**Source text**.

※ ※ ※

Around the exhibit floor, workhorse x-ray units of all kinds debuted - with the focus on digital and computed radiography. Special procedure units for interventional work now have the added benefit of flat panel detectors - completing the link of x-ray to the digital radiology department.
Toshiba America Medical Systems used RSNA as the launching pad for the T.RAD Plus Series of traditional radiographic systems featuring digital radiography capabilities. The series includes both floor and ceiling-mounted configurations and systems with one or two DR panels. Toshiba claims the industry's fastest image preview time, according to Don Volz, director, X-ray Business Unit. The T.RAD Plus Series features a 17x17 field of view.
For vascular imaging, Toshiba also demonstrated the single-plane Infinix VC-i. A new 3D digital angiography (3D-DA) protocol displays intricate bone and neurovascular structures in three dimensions to assist in interventional procedures.
Toshiba's 3D-DA combines digital subtraction angiography (DSA) with 3D visualization to provide detailed bone and vascular structures for better evaluation of neurovascular lesions such as intercranial aneurysms as well as volume measurements. This capability was developed in conjunction with physicians at Johns Hopkins University Hospital.
Siemens Medical Solutions expanded its Axiom Artis digital angiography line with the introduction of three new flat-panel digital systems. The new units include the Axiom Artis dTA, Axiom Artis dMP, and Axiom Artis dFA. They are differentiated by price and application, ranging from high-end rotational angiography studies to gastrointestinal exams. All are based on the flat-panel detector technology found on other systems in the Axiom Artis line.
The Axiom Artis dTA is a fast (60-degree/second in rotation and orbital direction) ceiling-mounted C-arm system for rotational angiography and 3D imaging. It is targeted at dedicated interventional radiology departments and university hospitals. The dTA is similar to Axiom Artis systems for cardiac applications, which have smaller flat-panel detectors, Siemens said. The dTA's detector dimensions are 30 x 40 cm, compared to 20 x 20 cm for the cardiac dTC. Price will be in the range of $1.85 million, depending upon configuration. The system will begin shipping in May 2004.
Siemens will introduced the Artis dFA and the dMP systems. The dFA is an all-round interventional radiology and vascular surgery system with a rotational speed of 40-degree/second and a list price of about $1.55 million. Its target market is mid-sized hospitals.

※ ※ ※

**Extracted data**.
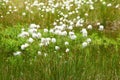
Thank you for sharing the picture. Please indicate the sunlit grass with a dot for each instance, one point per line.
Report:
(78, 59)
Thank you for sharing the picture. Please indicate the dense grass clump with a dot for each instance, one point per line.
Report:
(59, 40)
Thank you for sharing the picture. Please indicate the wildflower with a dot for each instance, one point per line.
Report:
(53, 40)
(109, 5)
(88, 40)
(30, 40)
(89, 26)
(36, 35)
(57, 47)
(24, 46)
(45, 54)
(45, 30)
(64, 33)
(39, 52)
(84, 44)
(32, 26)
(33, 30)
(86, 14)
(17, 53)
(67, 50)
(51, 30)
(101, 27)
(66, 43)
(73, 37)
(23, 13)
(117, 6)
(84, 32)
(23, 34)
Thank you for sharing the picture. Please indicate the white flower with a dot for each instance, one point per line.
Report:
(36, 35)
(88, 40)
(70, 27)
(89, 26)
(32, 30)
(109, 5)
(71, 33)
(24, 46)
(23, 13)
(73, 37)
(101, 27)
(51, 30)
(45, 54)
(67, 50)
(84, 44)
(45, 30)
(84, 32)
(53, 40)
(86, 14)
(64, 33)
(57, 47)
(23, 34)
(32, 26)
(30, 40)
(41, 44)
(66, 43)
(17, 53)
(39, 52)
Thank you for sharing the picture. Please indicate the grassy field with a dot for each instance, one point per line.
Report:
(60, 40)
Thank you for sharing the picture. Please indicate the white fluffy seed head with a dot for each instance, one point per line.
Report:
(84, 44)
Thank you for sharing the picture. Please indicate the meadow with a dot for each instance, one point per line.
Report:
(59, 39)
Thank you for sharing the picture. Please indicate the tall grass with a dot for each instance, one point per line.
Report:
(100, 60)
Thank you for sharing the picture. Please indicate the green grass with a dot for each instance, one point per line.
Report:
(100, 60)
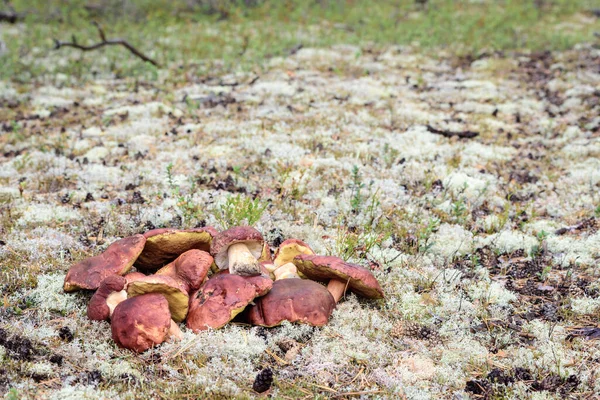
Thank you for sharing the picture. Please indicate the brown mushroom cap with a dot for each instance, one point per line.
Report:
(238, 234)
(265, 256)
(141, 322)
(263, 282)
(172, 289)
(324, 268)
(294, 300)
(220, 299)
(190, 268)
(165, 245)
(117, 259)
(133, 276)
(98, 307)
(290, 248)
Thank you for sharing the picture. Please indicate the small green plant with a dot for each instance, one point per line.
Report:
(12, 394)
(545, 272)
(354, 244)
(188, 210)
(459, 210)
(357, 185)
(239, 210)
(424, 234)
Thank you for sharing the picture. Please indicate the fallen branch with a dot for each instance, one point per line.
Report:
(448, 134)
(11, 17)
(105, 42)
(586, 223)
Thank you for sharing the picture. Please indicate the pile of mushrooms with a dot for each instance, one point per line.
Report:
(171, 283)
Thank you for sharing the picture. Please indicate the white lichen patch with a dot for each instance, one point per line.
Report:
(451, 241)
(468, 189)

※ ※ ※

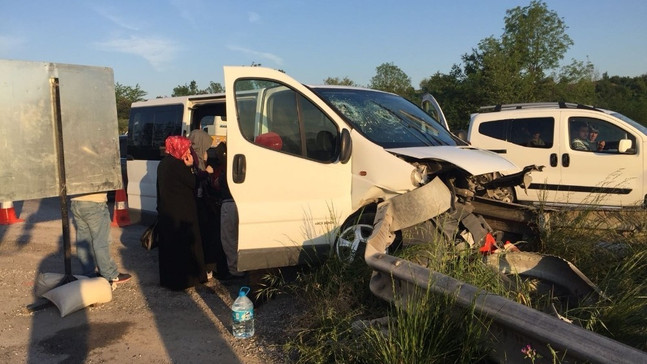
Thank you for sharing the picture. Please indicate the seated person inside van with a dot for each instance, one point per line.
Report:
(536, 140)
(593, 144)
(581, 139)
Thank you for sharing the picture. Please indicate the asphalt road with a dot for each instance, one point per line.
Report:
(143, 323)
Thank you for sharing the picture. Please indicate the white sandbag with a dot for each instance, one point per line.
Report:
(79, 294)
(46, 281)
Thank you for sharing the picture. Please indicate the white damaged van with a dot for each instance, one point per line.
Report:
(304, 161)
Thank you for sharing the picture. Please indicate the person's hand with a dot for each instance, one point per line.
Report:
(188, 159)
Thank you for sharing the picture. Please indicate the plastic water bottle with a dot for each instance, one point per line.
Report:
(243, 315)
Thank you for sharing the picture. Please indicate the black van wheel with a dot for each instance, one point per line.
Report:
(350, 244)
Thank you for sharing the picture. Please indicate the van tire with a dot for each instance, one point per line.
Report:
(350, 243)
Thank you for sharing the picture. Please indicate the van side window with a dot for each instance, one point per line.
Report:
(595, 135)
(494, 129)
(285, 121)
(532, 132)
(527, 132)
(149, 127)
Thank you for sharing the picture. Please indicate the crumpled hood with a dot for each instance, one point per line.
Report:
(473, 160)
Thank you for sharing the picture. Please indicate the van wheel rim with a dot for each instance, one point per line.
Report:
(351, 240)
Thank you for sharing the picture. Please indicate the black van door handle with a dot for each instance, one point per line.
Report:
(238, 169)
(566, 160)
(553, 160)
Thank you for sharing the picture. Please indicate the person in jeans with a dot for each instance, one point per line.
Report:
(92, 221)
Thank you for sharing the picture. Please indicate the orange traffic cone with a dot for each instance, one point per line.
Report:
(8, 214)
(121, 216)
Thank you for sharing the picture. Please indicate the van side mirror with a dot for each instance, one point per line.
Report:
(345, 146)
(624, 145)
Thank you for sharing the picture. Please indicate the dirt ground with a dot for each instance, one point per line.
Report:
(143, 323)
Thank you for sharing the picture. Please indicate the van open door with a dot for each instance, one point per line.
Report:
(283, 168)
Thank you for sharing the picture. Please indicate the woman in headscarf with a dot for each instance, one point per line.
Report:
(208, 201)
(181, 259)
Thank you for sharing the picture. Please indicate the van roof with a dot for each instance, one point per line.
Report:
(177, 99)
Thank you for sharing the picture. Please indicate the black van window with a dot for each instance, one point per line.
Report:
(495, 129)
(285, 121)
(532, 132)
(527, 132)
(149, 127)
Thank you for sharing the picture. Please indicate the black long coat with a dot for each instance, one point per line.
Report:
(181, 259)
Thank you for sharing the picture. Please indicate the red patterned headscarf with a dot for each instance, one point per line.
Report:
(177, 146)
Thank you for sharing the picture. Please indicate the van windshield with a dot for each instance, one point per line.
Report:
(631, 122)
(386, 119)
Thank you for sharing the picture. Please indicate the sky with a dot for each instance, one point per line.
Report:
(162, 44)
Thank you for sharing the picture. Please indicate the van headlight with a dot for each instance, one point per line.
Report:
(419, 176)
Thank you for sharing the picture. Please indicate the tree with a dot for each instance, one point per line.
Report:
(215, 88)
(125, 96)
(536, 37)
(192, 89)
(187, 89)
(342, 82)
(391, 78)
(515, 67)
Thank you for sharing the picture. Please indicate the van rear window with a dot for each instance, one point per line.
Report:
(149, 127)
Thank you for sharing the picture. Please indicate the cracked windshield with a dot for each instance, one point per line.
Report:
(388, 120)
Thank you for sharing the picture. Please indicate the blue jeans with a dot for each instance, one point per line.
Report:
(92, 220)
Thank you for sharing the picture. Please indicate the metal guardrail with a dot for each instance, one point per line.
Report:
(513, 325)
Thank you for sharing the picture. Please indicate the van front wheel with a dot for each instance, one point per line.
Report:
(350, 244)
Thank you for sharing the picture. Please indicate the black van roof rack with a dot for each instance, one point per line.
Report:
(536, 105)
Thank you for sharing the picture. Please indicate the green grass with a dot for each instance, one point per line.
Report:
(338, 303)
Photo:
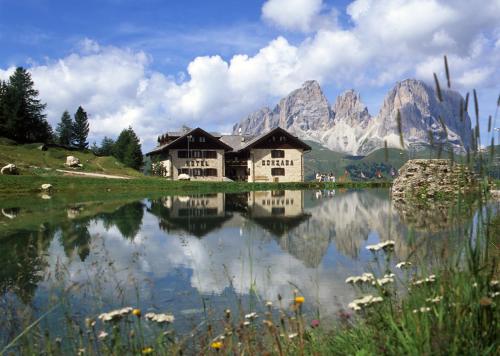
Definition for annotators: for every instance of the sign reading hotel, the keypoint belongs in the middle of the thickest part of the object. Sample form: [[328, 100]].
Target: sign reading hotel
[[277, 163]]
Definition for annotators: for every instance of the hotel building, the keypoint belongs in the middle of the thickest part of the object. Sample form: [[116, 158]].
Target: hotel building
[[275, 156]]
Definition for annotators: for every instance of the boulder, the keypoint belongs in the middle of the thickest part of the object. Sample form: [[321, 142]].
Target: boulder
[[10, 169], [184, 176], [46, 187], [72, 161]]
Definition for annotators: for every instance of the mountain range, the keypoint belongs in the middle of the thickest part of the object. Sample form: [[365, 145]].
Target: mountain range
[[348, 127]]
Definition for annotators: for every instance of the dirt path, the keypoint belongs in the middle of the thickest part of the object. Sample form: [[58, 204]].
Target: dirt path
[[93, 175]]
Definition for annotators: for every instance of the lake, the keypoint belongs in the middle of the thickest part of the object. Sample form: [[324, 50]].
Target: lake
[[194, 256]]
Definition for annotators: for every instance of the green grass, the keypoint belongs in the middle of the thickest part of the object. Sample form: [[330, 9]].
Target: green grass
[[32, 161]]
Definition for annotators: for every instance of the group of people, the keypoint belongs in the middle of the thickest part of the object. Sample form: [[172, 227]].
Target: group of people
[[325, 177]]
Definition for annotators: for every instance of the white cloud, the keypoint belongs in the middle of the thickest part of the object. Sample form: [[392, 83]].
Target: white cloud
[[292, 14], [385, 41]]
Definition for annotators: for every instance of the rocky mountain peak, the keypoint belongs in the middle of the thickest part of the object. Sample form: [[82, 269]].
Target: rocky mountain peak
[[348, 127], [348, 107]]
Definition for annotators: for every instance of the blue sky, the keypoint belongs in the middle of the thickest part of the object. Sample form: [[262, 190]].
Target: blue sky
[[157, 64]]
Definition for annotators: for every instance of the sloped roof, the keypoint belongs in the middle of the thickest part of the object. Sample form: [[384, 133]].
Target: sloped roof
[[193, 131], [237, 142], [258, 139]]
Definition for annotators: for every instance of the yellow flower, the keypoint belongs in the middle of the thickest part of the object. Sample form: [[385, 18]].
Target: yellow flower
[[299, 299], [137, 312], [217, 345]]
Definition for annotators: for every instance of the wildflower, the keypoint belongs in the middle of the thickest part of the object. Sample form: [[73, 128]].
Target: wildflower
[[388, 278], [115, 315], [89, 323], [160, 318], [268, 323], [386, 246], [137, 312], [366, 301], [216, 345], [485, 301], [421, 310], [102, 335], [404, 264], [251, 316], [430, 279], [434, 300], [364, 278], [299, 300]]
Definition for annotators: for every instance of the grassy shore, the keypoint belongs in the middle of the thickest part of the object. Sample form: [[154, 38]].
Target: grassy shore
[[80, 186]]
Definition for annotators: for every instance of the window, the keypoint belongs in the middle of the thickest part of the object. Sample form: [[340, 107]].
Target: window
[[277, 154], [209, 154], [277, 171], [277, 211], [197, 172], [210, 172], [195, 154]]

※ ※ ※

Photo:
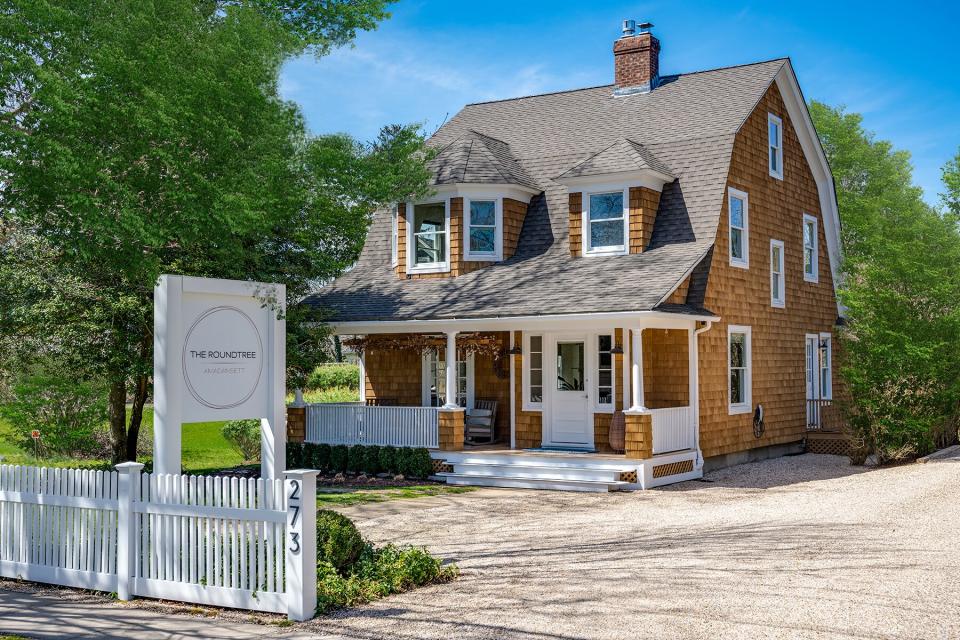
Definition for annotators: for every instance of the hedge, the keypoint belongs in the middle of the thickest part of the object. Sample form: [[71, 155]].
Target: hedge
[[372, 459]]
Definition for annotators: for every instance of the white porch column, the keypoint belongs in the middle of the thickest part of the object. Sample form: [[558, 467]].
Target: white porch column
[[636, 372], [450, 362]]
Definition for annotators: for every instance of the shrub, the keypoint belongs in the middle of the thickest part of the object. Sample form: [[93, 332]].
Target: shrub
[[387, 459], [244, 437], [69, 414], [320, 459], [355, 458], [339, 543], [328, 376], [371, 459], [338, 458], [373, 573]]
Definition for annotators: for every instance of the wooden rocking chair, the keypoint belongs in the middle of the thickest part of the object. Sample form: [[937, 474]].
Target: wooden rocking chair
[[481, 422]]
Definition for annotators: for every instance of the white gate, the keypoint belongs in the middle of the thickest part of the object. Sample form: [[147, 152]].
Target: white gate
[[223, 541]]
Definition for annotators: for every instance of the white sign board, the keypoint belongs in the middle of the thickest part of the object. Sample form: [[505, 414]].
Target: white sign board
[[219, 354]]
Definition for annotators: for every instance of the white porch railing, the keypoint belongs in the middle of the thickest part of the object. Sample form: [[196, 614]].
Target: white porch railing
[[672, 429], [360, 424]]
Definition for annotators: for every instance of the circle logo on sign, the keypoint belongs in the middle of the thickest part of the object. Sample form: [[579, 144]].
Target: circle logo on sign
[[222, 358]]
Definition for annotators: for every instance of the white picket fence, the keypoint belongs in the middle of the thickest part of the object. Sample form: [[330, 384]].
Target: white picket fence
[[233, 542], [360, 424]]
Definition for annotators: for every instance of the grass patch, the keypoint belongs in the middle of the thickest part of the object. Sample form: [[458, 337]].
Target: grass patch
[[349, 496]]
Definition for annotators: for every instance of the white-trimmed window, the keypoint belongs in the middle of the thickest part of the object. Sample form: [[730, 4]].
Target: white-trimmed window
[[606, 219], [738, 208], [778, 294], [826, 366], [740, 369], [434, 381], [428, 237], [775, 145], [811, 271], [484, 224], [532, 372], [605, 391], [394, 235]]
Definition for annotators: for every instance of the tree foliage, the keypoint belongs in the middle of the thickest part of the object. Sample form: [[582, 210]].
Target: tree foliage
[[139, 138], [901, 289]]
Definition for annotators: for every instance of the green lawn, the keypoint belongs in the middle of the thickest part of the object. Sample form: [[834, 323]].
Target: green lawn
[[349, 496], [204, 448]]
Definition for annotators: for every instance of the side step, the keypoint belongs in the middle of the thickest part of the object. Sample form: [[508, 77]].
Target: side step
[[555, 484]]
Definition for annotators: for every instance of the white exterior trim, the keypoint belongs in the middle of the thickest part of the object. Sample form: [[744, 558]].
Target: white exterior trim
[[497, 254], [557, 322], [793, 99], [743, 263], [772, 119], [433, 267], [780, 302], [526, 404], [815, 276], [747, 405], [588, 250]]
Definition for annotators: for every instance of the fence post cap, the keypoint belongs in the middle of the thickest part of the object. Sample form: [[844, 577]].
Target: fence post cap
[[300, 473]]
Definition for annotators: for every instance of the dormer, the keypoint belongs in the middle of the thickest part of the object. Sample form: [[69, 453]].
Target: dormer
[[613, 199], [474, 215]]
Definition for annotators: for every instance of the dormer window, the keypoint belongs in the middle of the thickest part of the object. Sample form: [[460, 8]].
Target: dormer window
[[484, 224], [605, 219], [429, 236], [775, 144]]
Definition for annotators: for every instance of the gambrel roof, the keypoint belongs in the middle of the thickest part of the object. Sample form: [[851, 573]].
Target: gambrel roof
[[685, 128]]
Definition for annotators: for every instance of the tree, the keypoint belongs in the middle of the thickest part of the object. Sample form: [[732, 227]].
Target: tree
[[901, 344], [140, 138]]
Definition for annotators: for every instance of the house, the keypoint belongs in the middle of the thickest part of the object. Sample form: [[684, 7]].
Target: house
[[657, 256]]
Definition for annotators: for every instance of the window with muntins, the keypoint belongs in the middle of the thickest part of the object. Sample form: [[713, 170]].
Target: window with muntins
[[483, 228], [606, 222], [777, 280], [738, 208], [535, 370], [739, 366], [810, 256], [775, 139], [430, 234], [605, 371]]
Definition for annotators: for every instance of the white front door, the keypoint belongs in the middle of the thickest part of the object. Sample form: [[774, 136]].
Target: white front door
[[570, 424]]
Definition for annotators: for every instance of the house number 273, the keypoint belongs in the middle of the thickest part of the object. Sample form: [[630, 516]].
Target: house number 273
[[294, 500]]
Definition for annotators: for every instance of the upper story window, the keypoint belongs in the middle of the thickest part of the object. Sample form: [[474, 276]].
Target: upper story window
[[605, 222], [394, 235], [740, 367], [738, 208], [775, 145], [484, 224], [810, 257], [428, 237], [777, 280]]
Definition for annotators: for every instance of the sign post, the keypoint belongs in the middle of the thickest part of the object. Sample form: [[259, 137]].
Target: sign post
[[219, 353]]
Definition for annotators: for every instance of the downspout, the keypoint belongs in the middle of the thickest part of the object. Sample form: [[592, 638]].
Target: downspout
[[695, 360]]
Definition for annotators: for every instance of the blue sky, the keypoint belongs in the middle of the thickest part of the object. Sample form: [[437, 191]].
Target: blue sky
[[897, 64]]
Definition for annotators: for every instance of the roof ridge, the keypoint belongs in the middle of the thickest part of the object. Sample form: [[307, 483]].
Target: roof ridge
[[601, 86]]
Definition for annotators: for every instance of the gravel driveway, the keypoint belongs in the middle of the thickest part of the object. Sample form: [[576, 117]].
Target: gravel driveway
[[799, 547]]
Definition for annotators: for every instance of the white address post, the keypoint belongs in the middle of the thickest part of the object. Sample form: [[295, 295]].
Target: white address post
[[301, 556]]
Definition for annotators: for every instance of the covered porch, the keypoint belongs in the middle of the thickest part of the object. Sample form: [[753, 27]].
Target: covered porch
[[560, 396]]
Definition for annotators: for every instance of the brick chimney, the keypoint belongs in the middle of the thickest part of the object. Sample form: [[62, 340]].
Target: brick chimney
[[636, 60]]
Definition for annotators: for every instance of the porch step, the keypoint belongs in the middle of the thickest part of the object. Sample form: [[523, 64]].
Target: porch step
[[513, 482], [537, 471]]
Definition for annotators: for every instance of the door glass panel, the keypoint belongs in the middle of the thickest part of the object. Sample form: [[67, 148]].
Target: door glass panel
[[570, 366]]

※ ※ ※

**Task to carry out**. In the source text on x-ray systems, rewrite the paragraph that begins "The Axiom Artis dTA is a fast" as a bulleted list that keeps its main facts.

**Response area**.
- Ceiling-mounted C-arm system for rotational angiography and 3D imaging
- Speed: 60 degrees/second in rotation and orbital direction
- Aimed at dedicated interventional radiology departments and university hospitals
- Similar to the Axiom Artis cardiac systems, which have smaller flat-panel detectors
- Detector: 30 x 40 cm, versus 20 x 20 cm for the cardiac dTC
- Price: about $1.85 million, depending on configuration
- Shipping begins May 2004